**EXTRAIT PROPOSÉ**
┌──

On assiste en Chine à une restriction des libertés individuelles, notamment religieuses. La politique à l’égard des ethnies minoritaires s’est durcie et la tentative chinoise de redéfinir le référentiel des Nations Unies en matière de droits humains a été officiellement avancée. Cela vous inquiète?
Absolument. Si nous suivons les Chinois, ces droits ne seront plus constitués des libertés individuelles d’opinion ou de croyance, et encore moins de participation à des décisions collectives. Ce seraient essentiellement des droits économiques et sociaux concernant la subsistance, le développement et la sécurité. En gros, ce qui se pratique en Chine! (Cf. le discours du ministre chinois des Affaires étrangères devant le Conseil des droits de l’homme des Nations Unies en 2021). C’est un grand risque pour l’universalité de l’État de droit et du modèle démocratique.

└──

**DONNÉES**

┌──

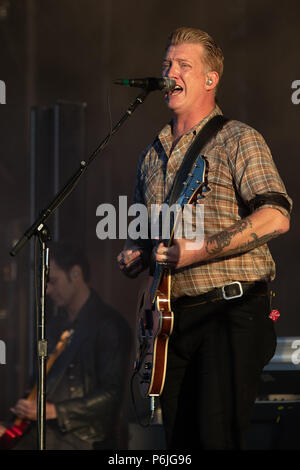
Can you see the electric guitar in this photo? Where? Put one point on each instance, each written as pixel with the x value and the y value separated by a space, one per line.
pixel 154 314
pixel 13 434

└──

**SÉRIE DE TÂCHES**
(a) Énumérez, s'il vous plaît, les domaines que concerneraient les droits économiques et sociaux dans la conception chinoise décrite par l'extrait.
(b) D'après l'extrait, devant quelle instance le ministre chinois des Affaires étrangères a-t-il prononcé un discours en 2021 ?
Le matériel ne joue aucun rôle dans cet exercice.

**LES SOLUTIONS**
(a) La subsistance, le développement et la sécurité.

(b) Devant le Conseil des droits de l'homme des Nations Unies.